→ **Entries excerpted from a collection**:
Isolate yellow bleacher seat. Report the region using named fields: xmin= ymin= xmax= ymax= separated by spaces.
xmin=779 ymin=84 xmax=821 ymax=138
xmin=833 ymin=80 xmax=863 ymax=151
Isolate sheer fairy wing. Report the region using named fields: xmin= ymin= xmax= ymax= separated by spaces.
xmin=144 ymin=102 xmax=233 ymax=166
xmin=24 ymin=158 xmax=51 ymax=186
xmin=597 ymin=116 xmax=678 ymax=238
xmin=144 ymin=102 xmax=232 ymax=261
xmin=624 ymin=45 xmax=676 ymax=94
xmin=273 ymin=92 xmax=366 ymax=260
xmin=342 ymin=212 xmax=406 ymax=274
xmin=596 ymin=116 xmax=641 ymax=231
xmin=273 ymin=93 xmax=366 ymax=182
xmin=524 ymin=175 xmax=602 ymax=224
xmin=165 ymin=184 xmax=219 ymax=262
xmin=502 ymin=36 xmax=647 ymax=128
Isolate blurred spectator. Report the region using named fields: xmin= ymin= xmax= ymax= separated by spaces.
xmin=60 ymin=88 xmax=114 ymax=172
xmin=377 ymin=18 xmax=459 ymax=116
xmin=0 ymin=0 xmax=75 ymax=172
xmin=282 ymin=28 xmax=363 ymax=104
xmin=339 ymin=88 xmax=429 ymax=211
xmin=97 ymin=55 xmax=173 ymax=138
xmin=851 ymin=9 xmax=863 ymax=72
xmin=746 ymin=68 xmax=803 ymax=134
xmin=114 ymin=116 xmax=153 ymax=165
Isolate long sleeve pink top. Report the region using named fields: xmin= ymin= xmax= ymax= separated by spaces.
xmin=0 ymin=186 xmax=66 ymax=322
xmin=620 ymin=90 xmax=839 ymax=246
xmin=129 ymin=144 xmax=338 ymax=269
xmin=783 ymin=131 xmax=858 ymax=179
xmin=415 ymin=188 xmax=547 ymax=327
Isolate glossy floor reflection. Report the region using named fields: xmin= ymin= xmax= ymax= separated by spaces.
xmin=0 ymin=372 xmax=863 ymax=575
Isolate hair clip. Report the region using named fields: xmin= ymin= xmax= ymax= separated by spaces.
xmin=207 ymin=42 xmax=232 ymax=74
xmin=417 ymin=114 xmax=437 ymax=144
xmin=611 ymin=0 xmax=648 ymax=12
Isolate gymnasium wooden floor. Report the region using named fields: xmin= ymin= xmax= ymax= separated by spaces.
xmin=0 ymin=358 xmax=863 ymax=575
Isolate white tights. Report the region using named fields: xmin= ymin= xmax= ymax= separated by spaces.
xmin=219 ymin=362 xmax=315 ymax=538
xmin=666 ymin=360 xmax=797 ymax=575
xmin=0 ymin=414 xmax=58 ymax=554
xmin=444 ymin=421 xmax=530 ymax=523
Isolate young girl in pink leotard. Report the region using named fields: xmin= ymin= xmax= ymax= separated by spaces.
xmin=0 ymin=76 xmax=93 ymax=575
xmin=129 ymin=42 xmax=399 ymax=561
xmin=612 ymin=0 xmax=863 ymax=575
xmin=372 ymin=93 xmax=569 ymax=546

→ **Given exercise**: Change each occurrence of "Isolate" in the entries above to "Locate" and reproduce them with everything else left as it is.

→ **Answer in full**:
Locate yellow bleacher seat. Report the region using named fields: xmin= ymin= xmax= ymax= separated by spaces.
xmin=779 ymin=84 xmax=821 ymax=138
xmin=833 ymin=80 xmax=863 ymax=151
Locate sheer fairy wing. Report the region using named fields: xmin= ymin= xmax= ymax= separated by spaces.
xmin=144 ymin=102 xmax=233 ymax=166
xmin=24 ymin=158 xmax=51 ymax=186
xmin=597 ymin=116 xmax=678 ymax=238
xmin=144 ymin=102 xmax=232 ymax=261
xmin=624 ymin=45 xmax=676 ymax=94
xmin=273 ymin=92 xmax=366 ymax=260
xmin=342 ymin=212 xmax=406 ymax=274
xmin=596 ymin=116 xmax=641 ymax=231
xmin=273 ymin=93 xmax=366 ymax=182
xmin=524 ymin=175 xmax=602 ymax=224
xmin=165 ymin=184 xmax=219 ymax=262
xmin=502 ymin=36 xmax=647 ymax=128
Locate blurred spectator. Report the region using named fields: xmin= ymin= xmax= ymax= separated by spaces.
xmin=60 ymin=88 xmax=114 ymax=172
xmin=377 ymin=18 xmax=459 ymax=116
xmin=0 ymin=0 xmax=75 ymax=172
xmin=282 ymin=28 xmax=363 ymax=104
xmin=339 ymin=88 xmax=429 ymax=211
xmin=97 ymin=55 xmax=173 ymax=138
xmin=851 ymin=9 xmax=863 ymax=72
xmin=746 ymin=68 xmax=803 ymax=134
xmin=114 ymin=116 xmax=153 ymax=165
Locate long sleeve pink top. Report the region using named fields: xmin= ymin= xmax= ymax= separated by spaces.
xmin=0 ymin=186 xmax=66 ymax=322
xmin=620 ymin=90 xmax=839 ymax=246
xmin=129 ymin=144 xmax=338 ymax=269
xmin=783 ymin=131 xmax=858 ymax=179
xmin=415 ymin=188 xmax=547 ymax=327
Locate glossy floor reflection. Report the region using named fields: xmin= ymin= xmax= ymax= separated by spaces.
xmin=0 ymin=372 xmax=863 ymax=575
Locate hair clip. Report the region using named fields: xmin= ymin= xmax= ymax= separated by spaces.
xmin=207 ymin=42 xmax=232 ymax=74
xmin=417 ymin=114 xmax=437 ymax=144
xmin=611 ymin=0 xmax=648 ymax=12
Locate gymnasium wooden floor. Report the region using named fields: xmin= ymin= xmax= ymax= separated by spaces.
xmin=0 ymin=358 xmax=863 ymax=575
Locate white tights. Report the region using named fields: xmin= ymin= xmax= ymax= separated by spaces.
xmin=219 ymin=362 xmax=315 ymax=538
xmin=666 ymin=360 xmax=797 ymax=575
xmin=0 ymin=414 xmax=58 ymax=554
xmin=444 ymin=421 xmax=530 ymax=523
Locate young girl in pink leotard. Report the region using named fields: xmin= ymin= xmax= ymax= separated by spaces.
xmin=0 ymin=76 xmax=93 ymax=575
xmin=129 ymin=42 xmax=399 ymax=561
xmin=612 ymin=0 xmax=863 ymax=575
xmin=372 ymin=93 xmax=569 ymax=546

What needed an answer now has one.